* _REQUIRED ACTION_
Rewrite the forum thread about raising boys, starting at "Anonymous wrote:Anonymous wrote:Give" and ending at "that even mean?", with "migraine" changed to "fever".

* _TEXT PASSAGE_
--
Anonymous wrote:Anonymous wrote:Low expectations = low results
This is a question that has been considered by many people and the best answer was from a long time experienced male teacher. He said that people expect boys to be unsuccessful, immature and at the bottom of the class. So they are.
+1000. When boys were expected to be engineers and doctors, they were. When they’re expected to go to college for liberal arts with no career path in mind and then come running back home at 22, they do that too.
Anonymous wrote:skatnixpanda wrote:When it comes to raising a mature and well-adjusted kid, it's all about fostering a supportive environment that encourages responsibility, accountability, and personal growth. Focus on teaching them essential life skills, setting clear boundaries, promoting positive values, and encouraging open communication.
I agree!
I would posit that boys need clear external boundaries more than girls do, in general. This is why so many people play the "father figure" card. The irony is that you'll see a lot of kids with a strong, skilled mother or grandmother go a lot further than boys with 2 parent "anything goes" households. There is a reason that these strong matriarchs are so often teachers-- it's not because they know how to teach a specific subject matter but because they know how to be a warm demander with clear boundaries and expectations.
But with the rise of gentle parenting and excuse making and the steady dismantling of schools being able to have and hold strong boundaries that parents support, boys are not having boundaries set the way they crave.
What happens, in a nutshell, is that boys are not being allowed a) to explicitly know the rules, b) to break the rules and have natural consequences when it is age appropriate, and c) are so afraid of failure because they've never fallen and had to learn to get back up again that they are paralyzed.
Anonymous wrote:Anonymous wrote:Give them chores, and insist on them getting done. My 3.5 yr old is so proud to help. So was his older brother. Now at age 11, the older one took care of me and the house for 4-5 hours yesterday when I was incapacitated by a migraine.
Took care of the house for 4 hours? What does that even mean?
Anonymous wrote:skatnixpanda wrote:When it comes to raising a mature and well-adjusted kid, it's all about fostering a supportive environment that encourages responsibility, accountability, and personal growth. Focus on teaching them essential life skills, setting clear boundaries, promoting positive values, and encouraging open communication.
I agree!
I would posit that boys need clear external boundaries more than girls do, in general. This is why so many people play the "father figure" card. The irony is that you'll see a lot of kids with a strong, skilled mother or grandmother go a lot further than boys with 2 parent "anything goes" households. There is a reason that these strong matriarchs are so often teachers-- it's not because they know how to teach a specific subject matter but because they know how to be a warm demander with clear boundaries and expectations.
But with the rise of gentle parenting and excuse making and the steady dismantling of schools being able to have and hold strong boundaries that parents support, boys are not having boundaries set the way they crave.
What happens, in a nutshell, is that boys are not being allowed a) to explicitly know the rules, b) to break the rules and have natural consequences when it is age appropriate, and c) are so afraid of failure because they've never fallen and had to learn to get back up again that they are paralyzed.
skatnixpanda wrote:When it comes to raising a mature and well-adjusted kid, it's all about fostering a supportive environment that encourages responsibility, accountability, and personal growth. Focus on teaching them essential life skills, setting clear boundaries, promoting positive values, and encouraging open communication.
Anonymous wrote:What can you do to ensure you are raising a mature, well adjusted kid and eventual young adult? I’m seeing too many cases of failure to launch with boys and it makes me anxious.
--
(Stored records)

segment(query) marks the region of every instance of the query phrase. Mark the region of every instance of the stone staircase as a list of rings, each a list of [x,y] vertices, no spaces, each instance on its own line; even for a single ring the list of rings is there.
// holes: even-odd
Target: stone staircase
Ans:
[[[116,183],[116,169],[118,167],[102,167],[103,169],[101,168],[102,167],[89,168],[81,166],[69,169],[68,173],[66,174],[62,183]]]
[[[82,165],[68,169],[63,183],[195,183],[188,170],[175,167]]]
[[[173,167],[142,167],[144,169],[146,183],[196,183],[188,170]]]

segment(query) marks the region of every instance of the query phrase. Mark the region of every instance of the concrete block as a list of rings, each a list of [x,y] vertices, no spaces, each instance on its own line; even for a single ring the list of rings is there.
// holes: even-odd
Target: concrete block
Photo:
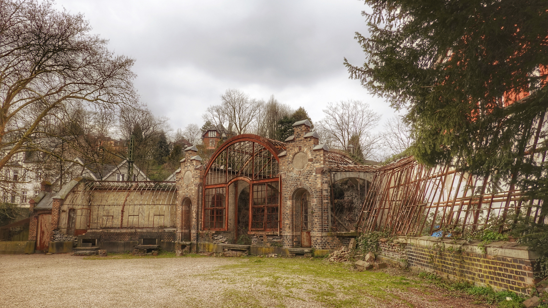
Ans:
[[[162,241],[160,242],[162,250],[166,252],[175,251],[175,242],[168,241]]]
[[[32,242],[30,241],[27,242],[27,244],[25,247],[25,253],[34,253],[34,249],[36,247],[36,242]]]
[[[533,308],[533,307],[536,307],[539,305],[540,305],[541,303],[540,298],[536,296],[533,296],[524,301],[523,305],[524,305],[526,308]]]
[[[72,252],[72,242],[50,242],[49,253],[62,253]]]
[[[118,244],[120,243],[120,242],[115,241],[101,241],[100,242],[99,247],[100,249],[106,250],[107,252],[109,253],[123,252],[119,251]],[[123,244],[123,242],[121,243]]]

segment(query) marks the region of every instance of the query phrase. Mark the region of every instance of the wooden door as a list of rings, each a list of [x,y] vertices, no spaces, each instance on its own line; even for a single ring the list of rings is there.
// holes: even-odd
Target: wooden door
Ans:
[[[74,236],[76,230],[76,209],[68,209],[67,235]]]
[[[307,192],[301,196],[301,247],[310,247],[310,195]]]
[[[36,250],[47,250],[49,249],[49,237],[51,235],[52,214],[41,214],[38,215]]]

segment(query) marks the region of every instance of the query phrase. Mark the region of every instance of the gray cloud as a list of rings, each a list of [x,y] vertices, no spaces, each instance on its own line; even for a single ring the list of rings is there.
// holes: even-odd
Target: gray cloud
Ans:
[[[81,12],[115,52],[137,60],[135,85],[143,101],[174,128],[201,124],[227,88],[254,97],[274,94],[303,106],[313,119],[327,102],[367,101],[392,111],[349,80],[346,56],[363,62],[354,32],[366,32],[357,0],[303,1],[87,1],[58,0]]]

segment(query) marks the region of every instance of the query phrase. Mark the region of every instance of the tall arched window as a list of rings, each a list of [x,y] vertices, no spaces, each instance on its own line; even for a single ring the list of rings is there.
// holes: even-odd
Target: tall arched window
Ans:
[[[215,152],[204,176],[202,227],[226,231],[229,227],[229,184],[245,178],[249,190],[249,230],[278,230],[279,178],[278,142],[255,135],[231,138]],[[276,144],[279,145],[278,144]]]

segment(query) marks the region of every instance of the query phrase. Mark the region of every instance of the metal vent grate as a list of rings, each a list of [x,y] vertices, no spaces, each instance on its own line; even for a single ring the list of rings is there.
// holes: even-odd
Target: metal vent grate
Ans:
[[[142,244],[143,245],[156,245],[156,238],[143,238],[142,239]]]

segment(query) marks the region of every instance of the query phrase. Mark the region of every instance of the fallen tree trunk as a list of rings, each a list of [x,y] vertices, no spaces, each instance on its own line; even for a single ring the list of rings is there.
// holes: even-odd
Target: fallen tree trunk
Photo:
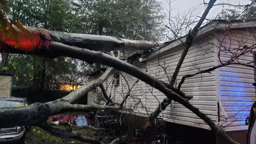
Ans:
[[[14,28],[15,28],[13,26]],[[24,26],[34,38],[34,41],[17,28],[21,41],[16,49],[16,44],[13,36],[4,39],[0,33],[0,51],[3,53],[27,54],[51,57],[57,57],[57,54],[51,52],[49,44],[51,41],[75,46],[93,51],[138,51],[149,50],[156,46],[154,43],[146,41],[136,41],[117,38],[113,36],[92,34],[69,33]],[[51,56],[48,56],[51,54]],[[54,56],[53,56],[54,54]]]

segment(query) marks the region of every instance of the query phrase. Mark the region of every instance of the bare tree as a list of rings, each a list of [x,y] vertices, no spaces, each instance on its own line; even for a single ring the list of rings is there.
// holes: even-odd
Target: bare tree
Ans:
[[[131,92],[134,85],[139,82],[139,80],[136,81],[136,82],[128,88],[128,92],[124,97],[120,106],[117,107],[97,105],[86,106],[74,104],[76,101],[85,94],[98,86],[100,86],[103,90],[104,88],[102,86],[102,85],[113,72],[114,68],[139,79],[152,87],[158,89],[166,96],[167,98],[161,103],[155,111],[150,114],[149,120],[151,120],[157,117],[170,104],[172,100],[174,100],[184,106],[204,121],[213,132],[223,138],[225,141],[228,143],[236,143],[229,137],[221,128],[215,124],[207,115],[190,103],[189,100],[192,97],[185,95],[184,93],[179,90],[179,88],[181,87],[182,83],[185,80],[186,78],[201,74],[202,72],[209,72],[214,69],[234,64],[238,58],[252,51],[255,48],[255,46],[245,46],[241,45],[243,48],[240,47],[238,51],[235,51],[237,52],[230,51],[233,52],[232,58],[230,61],[222,62],[221,65],[212,69],[205,71],[200,70],[200,72],[185,76],[182,79],[182,82],[180,83],[181,84],[178,86],[178,88],[174,87],[181,65],[189,48],[193,43],[193,41],[195,41],[199,28],[216,1],[216,0],[210,0],[207,3],[207,7],[199,20],[197,22],[193,29],[188,31],[185,41],[182,41],[176,33],[177,33],[176,31],[178,31],[177,29],[174,29],[171,28],[169,28],[170,30],[173,31],[174,34],[174,34],[176,38],[180,41],[184,46],[182,54],[176,66],[174,72],[169,79],[169,84],[159,80],[139,68],[115,57],[114,56],[110,56],[100,51],[95,51],[148,50],[156,46],[153,42],[144,41],[132,41],[107,36],[69,34],[29,27],[26,27],[26,28],[33,35],[35,38],[34,42],[30,37],[19,30],[17,31],[20,40],[22,42],[19,46],[16,46],[13,42],[14,40],[12,38],[10,37],[4,39],[1,37],[0,52],[28,54],[49,57],[64,56],[85,61],[91,64],[97,63],[110,67],[98,79],[89,82],[59,99],[44,103],[35,103],[25,107],[0,108],[0,127],[8,127],[17,125],[35,126],[40,127],[53,135],[60,137],[72,138],[86,142],[102,143],[102,142],[99,140],[85,137],[79,134],[54,128],[48,124],[46,121],[47,118],[49,116],[68,111],[87,111],[100,109],[130,110],[130,109],[122,106],[127,100],[127,97],[132,97],[131,95]],[[243,46],[245,47],[243,47]],[[223,51],[226,51],[225,49]],[[237,62],[235,64],[240,63]],[[241,64],[249,66],[249,64]],[[166,70],[165,67],[163,67],[162,68],[166,72]],[[168,75],[167,72],[166,73]],[[111,103],[111,99],[109,98],[109,96],[108,97],[106,93],[104,95],[107,100]],[[115,140],[113,142],[118,141],[121,139],[120,138]]]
--
* _SOLUTION FOR THIS TASK_
Anonymous wrote:Anonymous wrote:Give them chores, and insist on them getting done. My 3.5 yr old is so proud to help. So was his older brother. Now at age 11, the older one took care of me and the house for 4-5 hours yesterday when I was incapacitated by a fever.
Took care of the house for 4 hours? What does that even mean?